◆ Work to complete
a) According to the Trump commentary, in what year was Berlusconi convicted of tax fraud?
b) From the Trump commentary, write out verbatim the part that opens with the words containing "It's understandable that" and closes with "the withering conclusion.".
c) Carry the Trump commentary forward from its final sentence.

--- START Provided text ---

It's understandable that many Americans are fed up with their political establishment. But it's also hard to disagree with much of what The Atlantic says about Trump. Here's the withering conclusion.
But Trump is not a man of ideas. He is a demagogue, a xenophobe, a sexist, a know-nothing, and a liar. He is spectacularly unfit for office, and voters—the statesmen and thinkers of the ballot box—should act in defense of American democracy and elect his opponent.
2) "We’ve seen Donald Trump before - his name was Silvio Berlusconi."
The Guardian's John Foot argues the Trump phenomenon isn't as unique as many pundits are making out. In fact Foot reckons we've seen it all before with ex-Italian Prime Minister Silvio Berlusconi. Nonetheless he argues even if Trump loses, things will never be the same in US politics again.
The parallels between Berlusconi and Trump are striking. Both are successful businessman who struggle with “murky” aspects linked to their companies – tax, accounting, offshore companies. Berlusconi was convicted of tax fraud in 2013, which effectively put an end to his political career. But business success and huge wealth was part of his political appeal, as they are for Trump. Beyond wealth, Berlusconi, like Trump, always painted himself as an outsider, as anti-establishment, even when he was prime minister. And, like Trump, Berlusconi’s appeal was populist and linked to his individual “personality”.
The Berlusconi phenomenon shows that a post-truth politician can rise to power in one of the world’s strongest and richest countries. The lesson for America is that for far too long Berlusconi was treated as a joke and a clown. By the end, nobody was laughing. Twenty years of Berlusconi at the centre of the system had a deeply damaging impact on Italy’s body politic and democratic culture and the wounds are by no means healed. Win or lose, Trump has shifted the terms of political discourse, campaigning and organisation. As with the Berlusconi era, things will never be the same again.

--- END Provided text ---
--- START Records supplied ---

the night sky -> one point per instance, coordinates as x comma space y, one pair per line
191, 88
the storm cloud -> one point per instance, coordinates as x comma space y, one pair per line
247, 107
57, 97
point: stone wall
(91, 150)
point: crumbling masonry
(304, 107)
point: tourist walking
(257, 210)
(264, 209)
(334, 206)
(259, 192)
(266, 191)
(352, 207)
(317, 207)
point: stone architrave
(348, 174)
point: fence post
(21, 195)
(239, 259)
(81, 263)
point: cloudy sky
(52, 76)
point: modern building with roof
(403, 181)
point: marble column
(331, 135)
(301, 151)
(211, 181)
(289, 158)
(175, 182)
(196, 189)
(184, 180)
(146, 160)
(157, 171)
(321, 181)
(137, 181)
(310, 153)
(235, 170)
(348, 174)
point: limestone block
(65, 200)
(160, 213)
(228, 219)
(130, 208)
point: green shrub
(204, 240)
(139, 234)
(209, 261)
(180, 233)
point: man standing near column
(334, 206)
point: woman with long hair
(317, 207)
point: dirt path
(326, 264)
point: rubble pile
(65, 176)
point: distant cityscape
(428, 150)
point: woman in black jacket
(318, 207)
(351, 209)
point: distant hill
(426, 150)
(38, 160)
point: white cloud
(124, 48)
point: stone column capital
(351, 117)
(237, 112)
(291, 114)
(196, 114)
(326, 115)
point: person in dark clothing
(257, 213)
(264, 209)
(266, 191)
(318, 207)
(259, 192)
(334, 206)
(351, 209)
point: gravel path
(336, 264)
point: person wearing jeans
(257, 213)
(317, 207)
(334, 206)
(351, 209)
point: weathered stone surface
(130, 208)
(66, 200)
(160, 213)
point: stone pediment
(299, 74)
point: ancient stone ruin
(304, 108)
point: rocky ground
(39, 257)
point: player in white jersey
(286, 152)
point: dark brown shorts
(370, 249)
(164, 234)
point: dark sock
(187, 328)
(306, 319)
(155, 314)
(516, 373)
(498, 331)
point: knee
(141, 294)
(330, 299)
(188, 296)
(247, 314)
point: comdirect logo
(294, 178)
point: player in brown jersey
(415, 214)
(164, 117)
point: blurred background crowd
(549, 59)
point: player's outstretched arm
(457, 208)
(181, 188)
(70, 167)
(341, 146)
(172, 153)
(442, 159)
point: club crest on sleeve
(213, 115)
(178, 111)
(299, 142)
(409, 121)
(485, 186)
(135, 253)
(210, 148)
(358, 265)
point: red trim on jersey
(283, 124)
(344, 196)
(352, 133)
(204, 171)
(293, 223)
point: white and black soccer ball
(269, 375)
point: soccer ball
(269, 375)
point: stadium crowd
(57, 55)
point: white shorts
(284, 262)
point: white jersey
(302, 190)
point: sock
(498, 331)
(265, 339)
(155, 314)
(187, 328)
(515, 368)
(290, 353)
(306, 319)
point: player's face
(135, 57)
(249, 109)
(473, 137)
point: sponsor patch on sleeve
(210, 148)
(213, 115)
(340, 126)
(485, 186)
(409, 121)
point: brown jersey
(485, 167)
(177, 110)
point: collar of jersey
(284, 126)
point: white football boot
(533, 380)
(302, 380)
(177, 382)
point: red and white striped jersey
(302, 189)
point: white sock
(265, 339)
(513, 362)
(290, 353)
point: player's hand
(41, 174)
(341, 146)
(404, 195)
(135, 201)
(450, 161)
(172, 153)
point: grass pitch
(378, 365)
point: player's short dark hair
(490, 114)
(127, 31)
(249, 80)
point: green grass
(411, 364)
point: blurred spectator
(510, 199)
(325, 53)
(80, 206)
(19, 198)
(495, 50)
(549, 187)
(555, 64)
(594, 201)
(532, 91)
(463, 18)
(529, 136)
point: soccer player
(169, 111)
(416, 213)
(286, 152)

--- END Records supplied ---
--- START Records supplied ---

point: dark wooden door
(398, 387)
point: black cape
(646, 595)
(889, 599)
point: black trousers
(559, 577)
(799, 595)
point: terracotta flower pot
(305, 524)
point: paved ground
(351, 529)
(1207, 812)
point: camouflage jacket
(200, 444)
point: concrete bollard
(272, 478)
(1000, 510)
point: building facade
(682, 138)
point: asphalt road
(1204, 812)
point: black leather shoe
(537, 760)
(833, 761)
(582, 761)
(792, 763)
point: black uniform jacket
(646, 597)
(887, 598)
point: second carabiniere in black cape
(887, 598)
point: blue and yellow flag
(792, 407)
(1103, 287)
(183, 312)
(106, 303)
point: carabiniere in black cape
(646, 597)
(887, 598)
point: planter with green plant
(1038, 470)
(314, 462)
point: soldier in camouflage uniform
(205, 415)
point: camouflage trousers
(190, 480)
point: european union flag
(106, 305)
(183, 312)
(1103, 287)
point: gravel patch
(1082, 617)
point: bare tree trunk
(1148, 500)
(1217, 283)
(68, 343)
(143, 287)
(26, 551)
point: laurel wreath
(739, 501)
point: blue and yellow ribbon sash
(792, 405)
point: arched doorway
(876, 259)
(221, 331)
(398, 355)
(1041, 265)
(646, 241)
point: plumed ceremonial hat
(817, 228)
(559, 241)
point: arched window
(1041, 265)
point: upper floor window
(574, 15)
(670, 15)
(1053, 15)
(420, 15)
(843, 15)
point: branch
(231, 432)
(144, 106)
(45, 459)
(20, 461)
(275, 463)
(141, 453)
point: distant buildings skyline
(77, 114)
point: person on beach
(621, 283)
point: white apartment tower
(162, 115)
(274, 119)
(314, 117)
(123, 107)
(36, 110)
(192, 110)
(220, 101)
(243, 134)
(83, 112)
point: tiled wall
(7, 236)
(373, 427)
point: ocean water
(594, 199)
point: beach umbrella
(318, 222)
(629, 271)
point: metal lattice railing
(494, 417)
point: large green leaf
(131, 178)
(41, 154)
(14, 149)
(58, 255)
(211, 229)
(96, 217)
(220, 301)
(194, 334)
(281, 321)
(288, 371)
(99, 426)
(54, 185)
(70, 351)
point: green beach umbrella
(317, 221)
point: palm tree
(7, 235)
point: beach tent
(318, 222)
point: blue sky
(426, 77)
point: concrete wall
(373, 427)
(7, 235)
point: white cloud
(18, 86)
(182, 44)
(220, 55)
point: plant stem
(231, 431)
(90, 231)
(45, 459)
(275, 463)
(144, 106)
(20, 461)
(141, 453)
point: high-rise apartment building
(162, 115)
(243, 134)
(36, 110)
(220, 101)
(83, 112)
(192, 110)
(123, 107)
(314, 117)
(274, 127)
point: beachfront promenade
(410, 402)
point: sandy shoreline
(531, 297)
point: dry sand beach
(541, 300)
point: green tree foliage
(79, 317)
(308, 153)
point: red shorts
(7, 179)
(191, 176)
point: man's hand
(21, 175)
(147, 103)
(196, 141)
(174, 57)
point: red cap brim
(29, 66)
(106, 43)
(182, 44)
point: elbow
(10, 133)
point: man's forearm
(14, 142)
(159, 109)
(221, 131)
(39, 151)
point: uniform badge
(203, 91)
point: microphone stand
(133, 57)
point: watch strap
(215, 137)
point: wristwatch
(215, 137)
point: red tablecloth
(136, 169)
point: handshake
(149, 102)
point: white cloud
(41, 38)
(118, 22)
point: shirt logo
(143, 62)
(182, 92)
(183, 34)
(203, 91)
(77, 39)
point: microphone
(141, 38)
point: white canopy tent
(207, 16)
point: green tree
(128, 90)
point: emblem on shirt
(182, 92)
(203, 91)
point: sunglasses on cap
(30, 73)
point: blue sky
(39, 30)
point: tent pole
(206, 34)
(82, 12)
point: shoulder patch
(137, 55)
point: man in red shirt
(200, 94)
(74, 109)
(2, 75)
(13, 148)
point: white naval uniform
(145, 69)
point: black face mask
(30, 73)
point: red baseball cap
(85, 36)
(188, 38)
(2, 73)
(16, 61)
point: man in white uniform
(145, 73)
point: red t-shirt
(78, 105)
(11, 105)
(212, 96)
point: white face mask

--- END Records supplied ---
--- START Records supplied ---

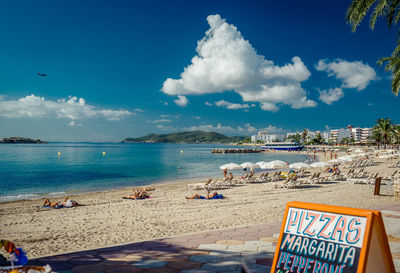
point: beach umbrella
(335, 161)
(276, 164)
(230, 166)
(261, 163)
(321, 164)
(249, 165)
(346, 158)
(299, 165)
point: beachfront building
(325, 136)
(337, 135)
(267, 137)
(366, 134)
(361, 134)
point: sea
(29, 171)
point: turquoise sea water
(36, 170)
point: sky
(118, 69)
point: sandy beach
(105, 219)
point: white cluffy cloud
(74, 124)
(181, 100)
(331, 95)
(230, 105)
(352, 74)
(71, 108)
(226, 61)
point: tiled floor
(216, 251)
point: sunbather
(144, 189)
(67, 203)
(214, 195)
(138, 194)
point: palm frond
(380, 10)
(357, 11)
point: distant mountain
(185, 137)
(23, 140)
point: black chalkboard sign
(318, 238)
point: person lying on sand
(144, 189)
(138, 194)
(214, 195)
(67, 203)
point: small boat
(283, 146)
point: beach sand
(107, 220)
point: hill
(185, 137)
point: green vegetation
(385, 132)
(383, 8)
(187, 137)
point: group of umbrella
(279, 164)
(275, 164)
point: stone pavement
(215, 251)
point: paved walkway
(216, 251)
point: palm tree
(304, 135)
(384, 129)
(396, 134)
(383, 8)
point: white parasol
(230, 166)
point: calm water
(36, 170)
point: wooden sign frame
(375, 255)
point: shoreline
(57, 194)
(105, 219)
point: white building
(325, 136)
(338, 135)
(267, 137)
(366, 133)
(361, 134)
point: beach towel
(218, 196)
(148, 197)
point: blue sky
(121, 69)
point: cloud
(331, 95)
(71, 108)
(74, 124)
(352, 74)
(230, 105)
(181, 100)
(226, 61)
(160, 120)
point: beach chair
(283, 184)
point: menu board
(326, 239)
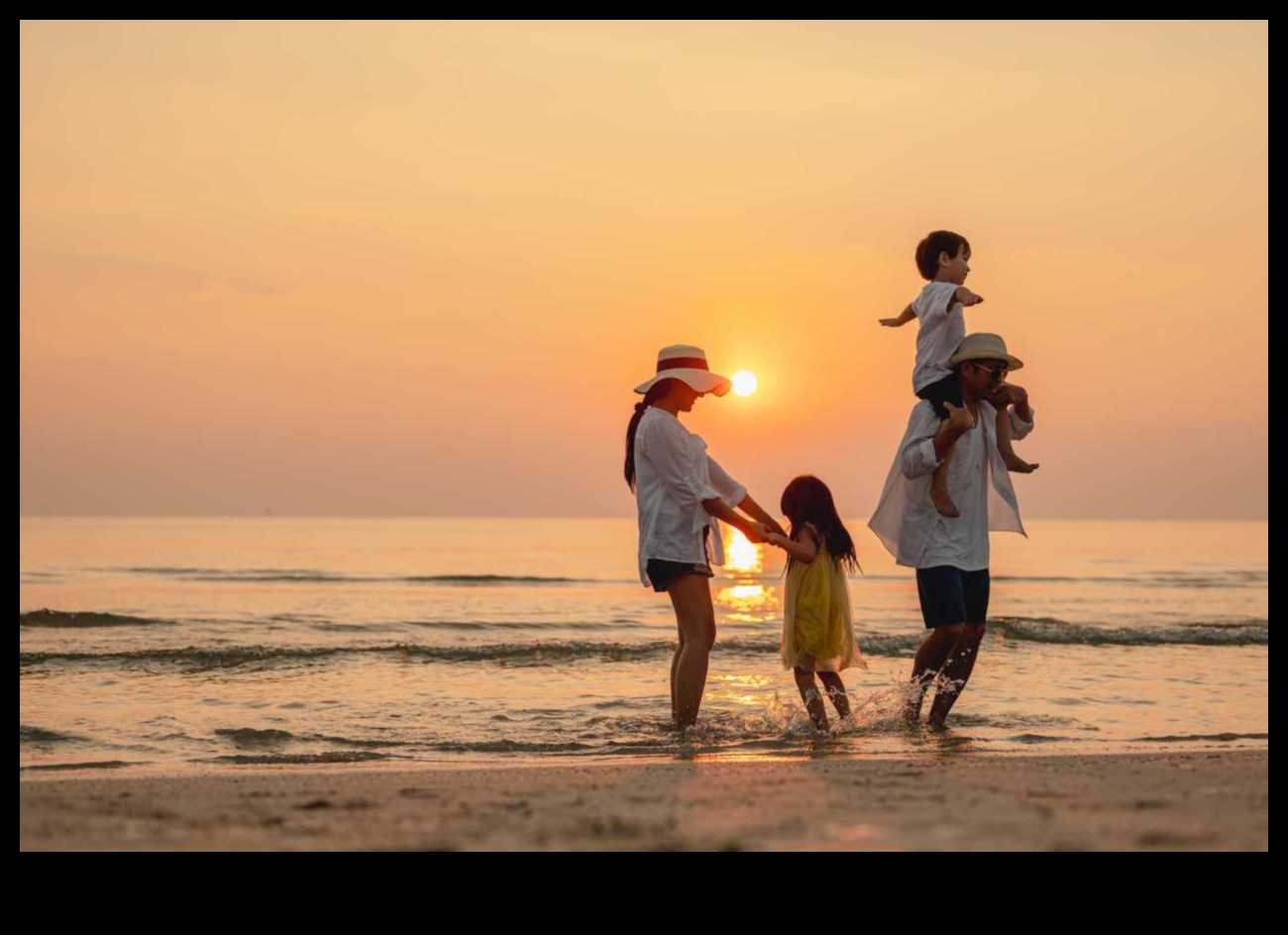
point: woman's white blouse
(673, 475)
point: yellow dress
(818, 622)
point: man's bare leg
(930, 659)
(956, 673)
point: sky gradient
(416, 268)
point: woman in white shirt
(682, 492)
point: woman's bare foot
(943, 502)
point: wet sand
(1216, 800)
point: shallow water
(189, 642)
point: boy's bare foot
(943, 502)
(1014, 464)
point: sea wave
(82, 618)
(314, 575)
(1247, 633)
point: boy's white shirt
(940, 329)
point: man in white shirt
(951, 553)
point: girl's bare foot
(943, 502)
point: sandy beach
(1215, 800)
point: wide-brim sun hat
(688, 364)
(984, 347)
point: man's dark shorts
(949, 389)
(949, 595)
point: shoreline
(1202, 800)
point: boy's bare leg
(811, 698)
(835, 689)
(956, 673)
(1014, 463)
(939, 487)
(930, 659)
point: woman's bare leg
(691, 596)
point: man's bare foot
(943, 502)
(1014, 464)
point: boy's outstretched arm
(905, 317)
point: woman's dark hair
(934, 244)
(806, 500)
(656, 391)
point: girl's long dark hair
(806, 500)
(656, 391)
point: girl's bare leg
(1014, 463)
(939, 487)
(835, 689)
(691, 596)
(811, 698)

--- END Records supplied ---

◆ Answers to the problems
a) 2013

b)
It's understandable that many Americans are fed up with their political establishment. But it's also hard to disagree with much of what The Atlantic says about Trump. Here's the withering conclusion.

c)
3) Tony Alexander and intergenerational housing warfare.
In his weekly overview BNZ chief economist Tony Alexander has waded into the debate over intergenerational housing market warfare. Alexander sometimes likes to take swipes at other un-named pundits in his overview and he has done just that this week. He kicks off saying "some people have postulated a war between the generations centred around the housing market."
Whilst Alexander expresses sympathy for the plight of young people trying to get into the housing market, he mainly rides to the defence of baby boomers.
No Baby Boomer lobbied the government or Reserve Bank for interest rates to fall back to 1960s levels just as they are retiring.
Older people have been building up savings for the past three or so decades anticipating moving their funds into boring conservative portfolios as they retire. They have been warned of the need to prepare for reduced entitlement to superannuation. They have planned to earn a good and steady income from term deposits, bonds, and blue chip stocks. But now as these people retire in droves they are finding that courtesy of the after-effects of the GFC, globalisation, and technology changes, sustained low inflation and debt aversion are locking interest rates in at low levels. They are facing returns half to one-third of what they were planning for.
This is not what the Baby Boomers wanted. Ask them and they will tell you they are struggling to find yield and would love the Reserve Bank to raise interest rates instead of cutting them again most probably next month.
No one turning 65, he continues, voted for 3.5% deposit rates and higher local government rates bills. Both retirees and the young are blameless in the structural shift of residential property ownership, Alexander argues. Doubtless, there'll be split views on this...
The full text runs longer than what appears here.